> What to work on: Update the items from the line containing "Task: pick out background" through the line containing "<point>297,73</point>" by changing "background tree" to "distant tree" and keeping everything else the same. Return only those lines.

###

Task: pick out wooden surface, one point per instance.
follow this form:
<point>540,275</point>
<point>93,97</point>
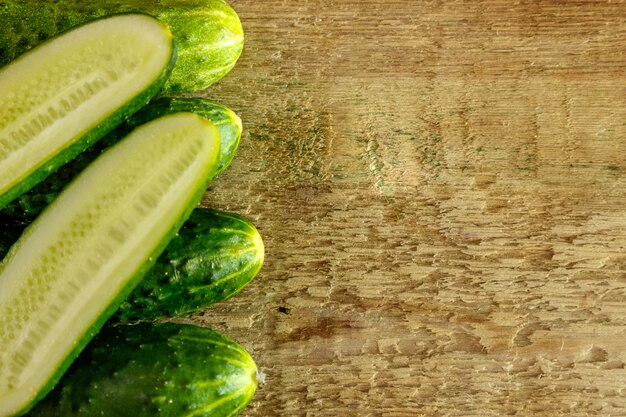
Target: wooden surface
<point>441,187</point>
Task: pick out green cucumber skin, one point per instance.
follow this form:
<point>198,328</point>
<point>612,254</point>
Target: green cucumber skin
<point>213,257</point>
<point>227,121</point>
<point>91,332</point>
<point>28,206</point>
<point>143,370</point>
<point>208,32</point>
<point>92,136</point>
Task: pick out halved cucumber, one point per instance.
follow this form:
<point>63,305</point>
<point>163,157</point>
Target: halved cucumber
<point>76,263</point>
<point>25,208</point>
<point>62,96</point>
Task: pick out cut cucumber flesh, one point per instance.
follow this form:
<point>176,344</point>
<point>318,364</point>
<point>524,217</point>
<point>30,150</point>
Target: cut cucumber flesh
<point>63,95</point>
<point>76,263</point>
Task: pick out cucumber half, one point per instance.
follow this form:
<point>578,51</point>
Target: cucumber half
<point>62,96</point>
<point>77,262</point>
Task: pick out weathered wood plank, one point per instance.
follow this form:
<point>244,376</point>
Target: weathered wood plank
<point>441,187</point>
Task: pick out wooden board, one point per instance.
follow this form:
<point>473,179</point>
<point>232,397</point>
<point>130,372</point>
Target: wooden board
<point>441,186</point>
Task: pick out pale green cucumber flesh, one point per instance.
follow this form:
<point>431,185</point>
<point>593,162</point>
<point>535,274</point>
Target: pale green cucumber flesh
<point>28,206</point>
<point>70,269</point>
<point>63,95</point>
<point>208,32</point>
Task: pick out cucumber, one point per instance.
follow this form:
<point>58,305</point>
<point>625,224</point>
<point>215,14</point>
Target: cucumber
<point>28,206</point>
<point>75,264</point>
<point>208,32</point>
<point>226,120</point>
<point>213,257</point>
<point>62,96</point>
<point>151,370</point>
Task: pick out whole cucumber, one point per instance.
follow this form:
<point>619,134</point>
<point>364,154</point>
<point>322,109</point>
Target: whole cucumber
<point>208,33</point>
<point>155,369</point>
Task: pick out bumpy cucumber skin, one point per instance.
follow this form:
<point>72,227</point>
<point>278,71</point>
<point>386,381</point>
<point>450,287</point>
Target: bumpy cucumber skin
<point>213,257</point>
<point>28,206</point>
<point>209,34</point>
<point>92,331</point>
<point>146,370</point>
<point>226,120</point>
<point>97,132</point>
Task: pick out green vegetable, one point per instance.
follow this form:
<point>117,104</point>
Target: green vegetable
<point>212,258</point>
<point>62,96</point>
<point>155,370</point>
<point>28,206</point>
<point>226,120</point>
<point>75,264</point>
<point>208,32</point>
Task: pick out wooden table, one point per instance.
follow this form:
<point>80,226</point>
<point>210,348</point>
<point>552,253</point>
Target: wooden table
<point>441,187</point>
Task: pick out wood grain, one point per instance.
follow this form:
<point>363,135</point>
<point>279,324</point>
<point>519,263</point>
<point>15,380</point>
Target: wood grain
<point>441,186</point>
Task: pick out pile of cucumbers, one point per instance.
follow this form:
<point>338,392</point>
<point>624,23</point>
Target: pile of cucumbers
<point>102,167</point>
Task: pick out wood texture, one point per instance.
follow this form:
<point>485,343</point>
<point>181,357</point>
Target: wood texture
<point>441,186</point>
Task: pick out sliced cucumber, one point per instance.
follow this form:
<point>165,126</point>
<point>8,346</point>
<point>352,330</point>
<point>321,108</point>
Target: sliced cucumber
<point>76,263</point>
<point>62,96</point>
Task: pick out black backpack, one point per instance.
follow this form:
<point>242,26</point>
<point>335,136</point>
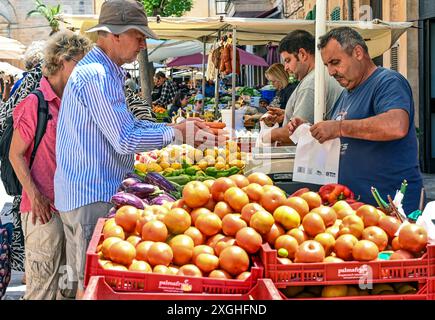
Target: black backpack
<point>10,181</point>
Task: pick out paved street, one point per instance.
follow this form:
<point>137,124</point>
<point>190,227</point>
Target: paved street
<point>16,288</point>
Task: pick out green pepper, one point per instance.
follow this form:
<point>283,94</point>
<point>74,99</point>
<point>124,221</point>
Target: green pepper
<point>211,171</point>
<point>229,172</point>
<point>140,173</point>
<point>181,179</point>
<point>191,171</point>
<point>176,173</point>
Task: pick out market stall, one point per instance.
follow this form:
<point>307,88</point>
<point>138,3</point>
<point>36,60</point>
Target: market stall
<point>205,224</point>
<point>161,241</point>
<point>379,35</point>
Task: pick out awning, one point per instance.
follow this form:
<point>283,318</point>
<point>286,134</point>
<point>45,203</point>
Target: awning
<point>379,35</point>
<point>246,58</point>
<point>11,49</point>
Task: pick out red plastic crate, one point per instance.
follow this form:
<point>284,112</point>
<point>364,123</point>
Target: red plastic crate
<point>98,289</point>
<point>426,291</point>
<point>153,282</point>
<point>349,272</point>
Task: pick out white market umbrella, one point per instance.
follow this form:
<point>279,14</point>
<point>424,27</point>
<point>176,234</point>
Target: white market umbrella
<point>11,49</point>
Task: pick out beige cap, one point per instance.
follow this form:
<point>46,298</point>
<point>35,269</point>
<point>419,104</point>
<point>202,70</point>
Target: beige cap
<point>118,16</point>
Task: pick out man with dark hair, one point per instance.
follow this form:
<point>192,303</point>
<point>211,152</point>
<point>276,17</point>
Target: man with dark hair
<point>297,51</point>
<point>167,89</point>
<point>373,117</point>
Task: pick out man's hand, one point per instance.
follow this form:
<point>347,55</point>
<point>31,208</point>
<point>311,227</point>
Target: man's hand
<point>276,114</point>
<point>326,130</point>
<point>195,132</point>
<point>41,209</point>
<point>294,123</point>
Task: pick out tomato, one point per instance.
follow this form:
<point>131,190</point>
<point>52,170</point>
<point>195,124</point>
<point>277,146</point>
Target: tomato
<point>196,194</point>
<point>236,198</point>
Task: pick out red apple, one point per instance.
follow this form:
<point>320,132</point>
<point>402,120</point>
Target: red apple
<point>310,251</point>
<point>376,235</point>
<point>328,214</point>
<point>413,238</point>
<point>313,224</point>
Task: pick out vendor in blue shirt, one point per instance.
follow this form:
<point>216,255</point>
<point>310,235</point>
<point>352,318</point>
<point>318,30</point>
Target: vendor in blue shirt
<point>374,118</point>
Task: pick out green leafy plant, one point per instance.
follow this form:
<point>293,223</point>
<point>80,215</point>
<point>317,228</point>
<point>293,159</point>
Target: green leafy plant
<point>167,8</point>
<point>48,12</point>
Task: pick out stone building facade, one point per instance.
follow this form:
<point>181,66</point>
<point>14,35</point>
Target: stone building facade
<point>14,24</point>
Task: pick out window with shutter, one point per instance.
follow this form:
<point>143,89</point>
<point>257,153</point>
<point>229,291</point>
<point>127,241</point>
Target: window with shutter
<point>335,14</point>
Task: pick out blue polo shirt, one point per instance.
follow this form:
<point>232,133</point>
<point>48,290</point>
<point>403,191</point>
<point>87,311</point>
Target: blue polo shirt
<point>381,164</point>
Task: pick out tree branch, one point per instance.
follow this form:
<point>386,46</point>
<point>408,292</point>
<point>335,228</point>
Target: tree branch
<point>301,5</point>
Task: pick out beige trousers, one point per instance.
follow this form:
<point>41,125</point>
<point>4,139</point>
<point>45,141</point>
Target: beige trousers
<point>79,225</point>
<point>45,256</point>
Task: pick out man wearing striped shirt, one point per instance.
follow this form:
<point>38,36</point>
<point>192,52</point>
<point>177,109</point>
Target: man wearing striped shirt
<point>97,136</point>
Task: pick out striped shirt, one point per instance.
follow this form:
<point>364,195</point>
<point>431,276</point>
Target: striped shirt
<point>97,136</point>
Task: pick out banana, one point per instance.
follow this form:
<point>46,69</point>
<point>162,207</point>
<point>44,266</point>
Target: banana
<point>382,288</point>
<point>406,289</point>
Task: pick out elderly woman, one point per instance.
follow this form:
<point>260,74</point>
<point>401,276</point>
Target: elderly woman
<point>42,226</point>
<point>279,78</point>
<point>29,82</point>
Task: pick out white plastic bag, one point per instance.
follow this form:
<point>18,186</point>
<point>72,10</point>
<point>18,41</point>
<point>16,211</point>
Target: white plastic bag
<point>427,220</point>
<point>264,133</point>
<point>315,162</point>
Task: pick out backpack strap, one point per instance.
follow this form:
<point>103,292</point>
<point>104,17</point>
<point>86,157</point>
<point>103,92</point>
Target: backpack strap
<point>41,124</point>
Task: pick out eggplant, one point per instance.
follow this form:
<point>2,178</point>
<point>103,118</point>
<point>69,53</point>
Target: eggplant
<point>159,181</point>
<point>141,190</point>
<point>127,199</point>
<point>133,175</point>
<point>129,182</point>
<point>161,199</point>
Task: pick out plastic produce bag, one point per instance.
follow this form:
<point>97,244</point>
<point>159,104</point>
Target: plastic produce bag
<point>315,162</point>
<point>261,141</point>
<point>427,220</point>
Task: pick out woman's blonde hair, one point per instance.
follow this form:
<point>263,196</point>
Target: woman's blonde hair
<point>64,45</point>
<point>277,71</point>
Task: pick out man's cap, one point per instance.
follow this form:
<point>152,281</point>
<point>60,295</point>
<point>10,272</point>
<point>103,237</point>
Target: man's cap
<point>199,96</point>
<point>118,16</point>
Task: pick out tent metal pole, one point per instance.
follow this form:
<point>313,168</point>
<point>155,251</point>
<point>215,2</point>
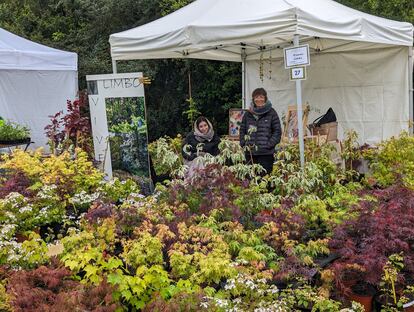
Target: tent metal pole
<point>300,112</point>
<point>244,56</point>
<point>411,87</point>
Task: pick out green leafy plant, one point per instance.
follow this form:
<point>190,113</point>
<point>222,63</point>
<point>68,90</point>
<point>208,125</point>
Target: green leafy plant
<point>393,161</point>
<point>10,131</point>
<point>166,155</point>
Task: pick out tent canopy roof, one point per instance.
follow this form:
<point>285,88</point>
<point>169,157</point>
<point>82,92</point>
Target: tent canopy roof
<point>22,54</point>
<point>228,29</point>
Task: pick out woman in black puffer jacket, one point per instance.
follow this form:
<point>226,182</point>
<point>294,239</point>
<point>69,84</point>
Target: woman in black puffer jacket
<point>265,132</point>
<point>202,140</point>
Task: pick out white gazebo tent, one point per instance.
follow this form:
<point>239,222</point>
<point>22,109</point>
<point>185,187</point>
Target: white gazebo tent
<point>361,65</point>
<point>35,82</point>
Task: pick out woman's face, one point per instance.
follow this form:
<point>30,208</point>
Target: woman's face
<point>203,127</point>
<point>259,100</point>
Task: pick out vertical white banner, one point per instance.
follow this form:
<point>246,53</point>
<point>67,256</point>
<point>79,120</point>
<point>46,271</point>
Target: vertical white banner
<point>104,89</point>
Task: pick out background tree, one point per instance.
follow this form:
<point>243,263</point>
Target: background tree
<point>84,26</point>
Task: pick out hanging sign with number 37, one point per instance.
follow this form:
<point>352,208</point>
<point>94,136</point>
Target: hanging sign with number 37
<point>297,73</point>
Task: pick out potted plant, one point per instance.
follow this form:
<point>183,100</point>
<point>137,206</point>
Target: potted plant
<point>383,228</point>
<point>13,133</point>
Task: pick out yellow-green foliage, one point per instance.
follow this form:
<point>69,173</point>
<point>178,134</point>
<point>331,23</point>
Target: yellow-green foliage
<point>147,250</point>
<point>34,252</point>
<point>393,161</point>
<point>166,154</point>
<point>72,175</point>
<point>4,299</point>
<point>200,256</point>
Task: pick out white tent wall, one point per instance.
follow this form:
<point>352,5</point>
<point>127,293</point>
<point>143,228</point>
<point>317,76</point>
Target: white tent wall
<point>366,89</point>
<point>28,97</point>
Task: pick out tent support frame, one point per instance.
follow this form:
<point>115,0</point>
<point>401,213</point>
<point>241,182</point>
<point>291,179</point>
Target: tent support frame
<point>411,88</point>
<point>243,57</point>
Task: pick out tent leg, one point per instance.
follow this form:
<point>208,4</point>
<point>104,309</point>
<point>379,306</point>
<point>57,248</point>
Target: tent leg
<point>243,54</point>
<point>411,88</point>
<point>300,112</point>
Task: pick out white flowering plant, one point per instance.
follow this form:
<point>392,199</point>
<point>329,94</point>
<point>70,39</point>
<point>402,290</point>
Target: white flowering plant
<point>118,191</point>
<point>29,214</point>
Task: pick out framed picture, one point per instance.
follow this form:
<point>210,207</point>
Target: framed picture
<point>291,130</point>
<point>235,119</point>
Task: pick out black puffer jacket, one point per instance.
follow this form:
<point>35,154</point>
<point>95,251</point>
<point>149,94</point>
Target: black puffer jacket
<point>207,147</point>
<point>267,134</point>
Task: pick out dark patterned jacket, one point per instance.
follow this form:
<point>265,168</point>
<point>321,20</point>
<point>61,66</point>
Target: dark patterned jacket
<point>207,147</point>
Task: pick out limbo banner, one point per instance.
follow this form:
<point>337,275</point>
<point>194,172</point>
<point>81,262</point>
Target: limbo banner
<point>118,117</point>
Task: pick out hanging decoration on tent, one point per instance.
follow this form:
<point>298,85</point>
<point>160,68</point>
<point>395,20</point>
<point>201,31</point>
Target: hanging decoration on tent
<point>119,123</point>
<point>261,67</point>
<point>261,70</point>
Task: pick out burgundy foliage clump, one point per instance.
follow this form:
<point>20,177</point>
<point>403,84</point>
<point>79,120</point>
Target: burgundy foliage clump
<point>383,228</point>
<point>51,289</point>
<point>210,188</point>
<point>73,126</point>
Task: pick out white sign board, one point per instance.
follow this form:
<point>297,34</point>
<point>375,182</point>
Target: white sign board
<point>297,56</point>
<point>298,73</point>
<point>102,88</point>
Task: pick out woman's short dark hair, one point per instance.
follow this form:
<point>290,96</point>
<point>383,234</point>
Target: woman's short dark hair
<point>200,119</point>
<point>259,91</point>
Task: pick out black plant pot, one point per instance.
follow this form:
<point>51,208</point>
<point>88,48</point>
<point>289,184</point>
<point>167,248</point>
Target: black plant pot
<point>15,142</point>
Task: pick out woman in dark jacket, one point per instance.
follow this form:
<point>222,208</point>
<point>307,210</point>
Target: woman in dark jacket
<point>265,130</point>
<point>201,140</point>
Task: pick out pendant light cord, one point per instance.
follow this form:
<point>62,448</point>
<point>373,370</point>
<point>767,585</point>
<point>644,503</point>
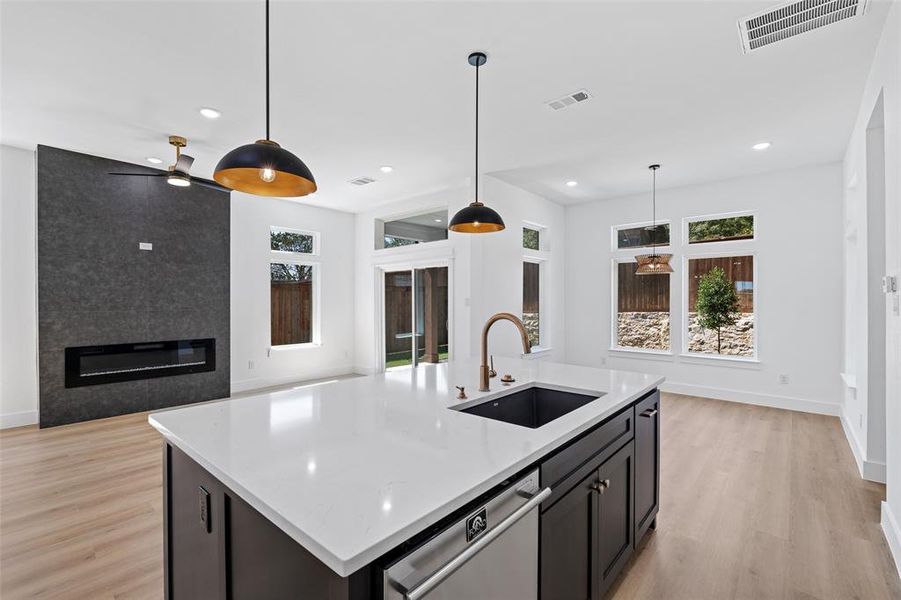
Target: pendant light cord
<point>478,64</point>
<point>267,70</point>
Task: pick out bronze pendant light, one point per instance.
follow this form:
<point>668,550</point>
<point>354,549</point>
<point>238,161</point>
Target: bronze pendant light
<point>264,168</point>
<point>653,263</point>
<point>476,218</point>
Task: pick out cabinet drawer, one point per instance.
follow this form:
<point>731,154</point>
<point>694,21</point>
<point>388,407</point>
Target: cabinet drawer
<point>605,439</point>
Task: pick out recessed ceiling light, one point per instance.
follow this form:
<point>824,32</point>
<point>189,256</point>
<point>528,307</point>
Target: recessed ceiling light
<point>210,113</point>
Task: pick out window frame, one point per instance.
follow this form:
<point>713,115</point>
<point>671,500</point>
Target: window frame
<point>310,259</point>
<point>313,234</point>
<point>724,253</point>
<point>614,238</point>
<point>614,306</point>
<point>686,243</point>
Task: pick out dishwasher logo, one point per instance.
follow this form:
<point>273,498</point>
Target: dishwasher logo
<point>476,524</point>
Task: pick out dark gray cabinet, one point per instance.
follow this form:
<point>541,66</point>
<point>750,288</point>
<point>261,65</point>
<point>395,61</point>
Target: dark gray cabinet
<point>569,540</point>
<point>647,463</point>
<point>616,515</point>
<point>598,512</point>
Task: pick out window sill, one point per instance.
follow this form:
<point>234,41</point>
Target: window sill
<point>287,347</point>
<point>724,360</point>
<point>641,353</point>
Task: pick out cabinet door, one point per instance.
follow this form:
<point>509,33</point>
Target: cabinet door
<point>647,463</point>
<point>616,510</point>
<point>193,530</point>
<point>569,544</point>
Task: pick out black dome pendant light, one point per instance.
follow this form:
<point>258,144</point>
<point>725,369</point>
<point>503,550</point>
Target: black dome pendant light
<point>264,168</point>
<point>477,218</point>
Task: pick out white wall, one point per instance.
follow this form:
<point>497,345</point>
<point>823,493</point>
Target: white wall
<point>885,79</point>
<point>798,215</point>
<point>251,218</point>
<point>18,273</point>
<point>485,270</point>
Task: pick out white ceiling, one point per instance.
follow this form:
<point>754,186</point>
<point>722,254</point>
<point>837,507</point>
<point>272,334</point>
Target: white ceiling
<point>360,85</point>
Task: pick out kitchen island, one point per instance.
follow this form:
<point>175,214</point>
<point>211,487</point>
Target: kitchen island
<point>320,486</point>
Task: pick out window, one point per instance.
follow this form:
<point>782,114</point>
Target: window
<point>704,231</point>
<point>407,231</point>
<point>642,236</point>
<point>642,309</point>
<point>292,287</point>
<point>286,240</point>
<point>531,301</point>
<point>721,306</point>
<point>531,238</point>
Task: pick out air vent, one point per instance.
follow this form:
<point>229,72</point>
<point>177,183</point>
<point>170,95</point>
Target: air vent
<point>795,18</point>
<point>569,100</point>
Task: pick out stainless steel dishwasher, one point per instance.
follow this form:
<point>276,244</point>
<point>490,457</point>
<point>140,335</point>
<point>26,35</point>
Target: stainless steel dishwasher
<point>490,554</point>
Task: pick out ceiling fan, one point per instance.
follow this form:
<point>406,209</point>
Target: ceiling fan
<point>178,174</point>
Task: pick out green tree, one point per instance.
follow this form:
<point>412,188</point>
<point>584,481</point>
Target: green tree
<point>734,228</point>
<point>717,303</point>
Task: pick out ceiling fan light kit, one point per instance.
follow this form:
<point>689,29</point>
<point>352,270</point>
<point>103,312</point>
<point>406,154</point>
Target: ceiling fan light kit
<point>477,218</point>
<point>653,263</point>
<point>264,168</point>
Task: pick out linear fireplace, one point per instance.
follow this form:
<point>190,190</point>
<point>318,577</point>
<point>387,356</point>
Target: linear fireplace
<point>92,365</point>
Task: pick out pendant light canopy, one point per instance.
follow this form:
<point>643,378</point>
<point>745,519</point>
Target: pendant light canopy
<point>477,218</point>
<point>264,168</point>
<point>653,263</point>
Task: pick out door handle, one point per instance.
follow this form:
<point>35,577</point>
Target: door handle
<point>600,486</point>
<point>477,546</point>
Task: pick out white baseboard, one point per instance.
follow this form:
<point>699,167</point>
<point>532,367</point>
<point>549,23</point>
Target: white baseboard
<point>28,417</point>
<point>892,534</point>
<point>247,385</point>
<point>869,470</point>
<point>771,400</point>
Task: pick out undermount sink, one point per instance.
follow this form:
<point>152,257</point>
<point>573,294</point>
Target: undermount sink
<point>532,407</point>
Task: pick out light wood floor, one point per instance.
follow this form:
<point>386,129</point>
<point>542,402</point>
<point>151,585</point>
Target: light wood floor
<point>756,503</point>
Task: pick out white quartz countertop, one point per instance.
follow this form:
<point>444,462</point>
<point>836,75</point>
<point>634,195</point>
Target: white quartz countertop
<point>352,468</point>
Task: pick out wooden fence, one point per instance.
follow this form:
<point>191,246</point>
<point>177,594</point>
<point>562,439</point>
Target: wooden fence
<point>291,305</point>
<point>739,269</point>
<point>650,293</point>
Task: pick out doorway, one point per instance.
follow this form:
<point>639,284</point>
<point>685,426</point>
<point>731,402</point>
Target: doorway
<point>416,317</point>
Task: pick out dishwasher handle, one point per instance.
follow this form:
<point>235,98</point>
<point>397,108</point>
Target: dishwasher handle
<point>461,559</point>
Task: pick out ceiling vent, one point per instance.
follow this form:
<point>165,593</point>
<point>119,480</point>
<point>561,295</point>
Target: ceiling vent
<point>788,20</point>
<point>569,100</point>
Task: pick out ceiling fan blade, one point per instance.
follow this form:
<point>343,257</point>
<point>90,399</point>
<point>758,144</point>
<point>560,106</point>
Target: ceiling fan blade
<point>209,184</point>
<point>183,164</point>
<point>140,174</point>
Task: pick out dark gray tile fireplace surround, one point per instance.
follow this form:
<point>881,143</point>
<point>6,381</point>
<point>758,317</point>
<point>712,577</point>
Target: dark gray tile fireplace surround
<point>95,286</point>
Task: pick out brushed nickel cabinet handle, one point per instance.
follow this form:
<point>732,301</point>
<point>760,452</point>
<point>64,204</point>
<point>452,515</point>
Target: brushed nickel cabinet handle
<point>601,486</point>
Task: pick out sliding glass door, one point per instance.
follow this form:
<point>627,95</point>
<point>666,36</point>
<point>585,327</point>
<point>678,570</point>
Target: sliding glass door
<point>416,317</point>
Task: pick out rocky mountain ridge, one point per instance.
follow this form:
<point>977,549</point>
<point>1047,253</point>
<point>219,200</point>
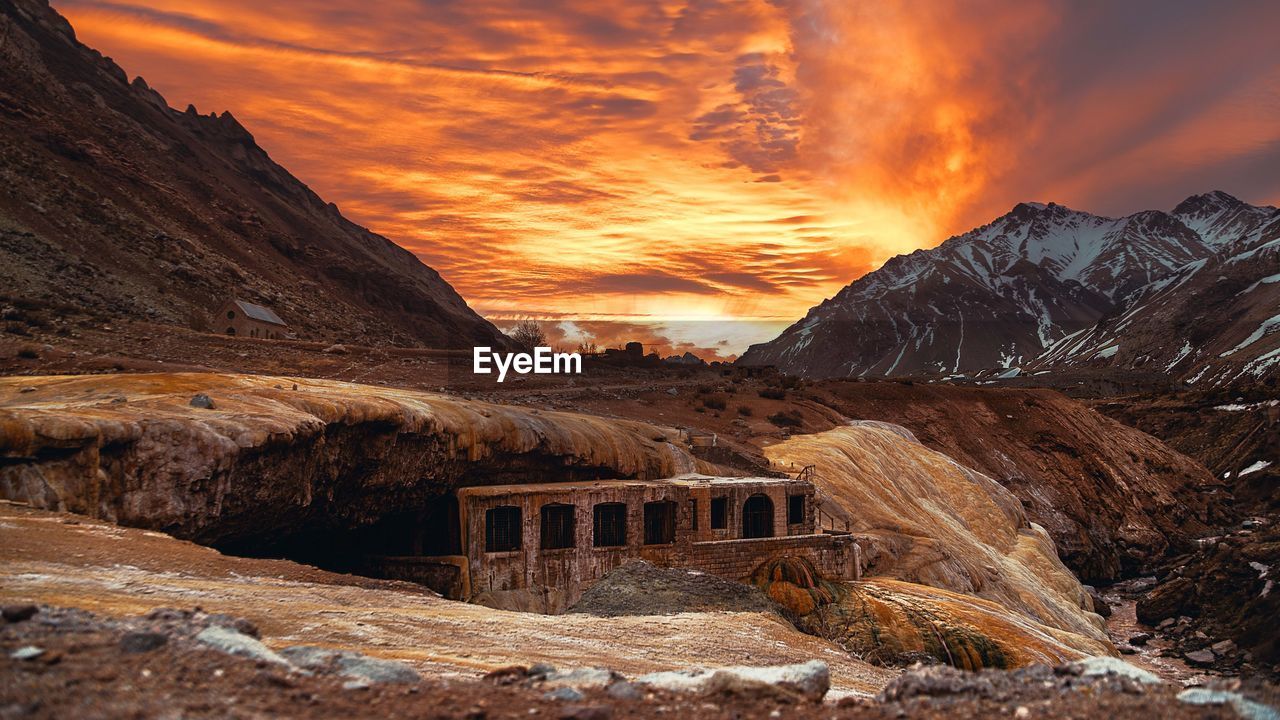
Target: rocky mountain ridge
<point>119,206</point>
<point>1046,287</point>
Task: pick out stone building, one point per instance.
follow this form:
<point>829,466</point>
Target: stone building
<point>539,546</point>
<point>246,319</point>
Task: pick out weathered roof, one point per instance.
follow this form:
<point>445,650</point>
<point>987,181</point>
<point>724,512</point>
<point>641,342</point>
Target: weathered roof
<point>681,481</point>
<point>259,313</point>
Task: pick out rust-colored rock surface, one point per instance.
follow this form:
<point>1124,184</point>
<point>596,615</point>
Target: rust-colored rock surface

###

> Exercise result:
Task: pick out distant tree, one point per instance.
follow this form:
<point>243,263</point>
Target: distant tree
<point>84,26</point>
Task: pick out hanging sign with number 37, one point per instance.
follow this form:
<point>352,208</point>
<point>94,136</point>
Target: hanging sign with number 37
<point>297,73</point>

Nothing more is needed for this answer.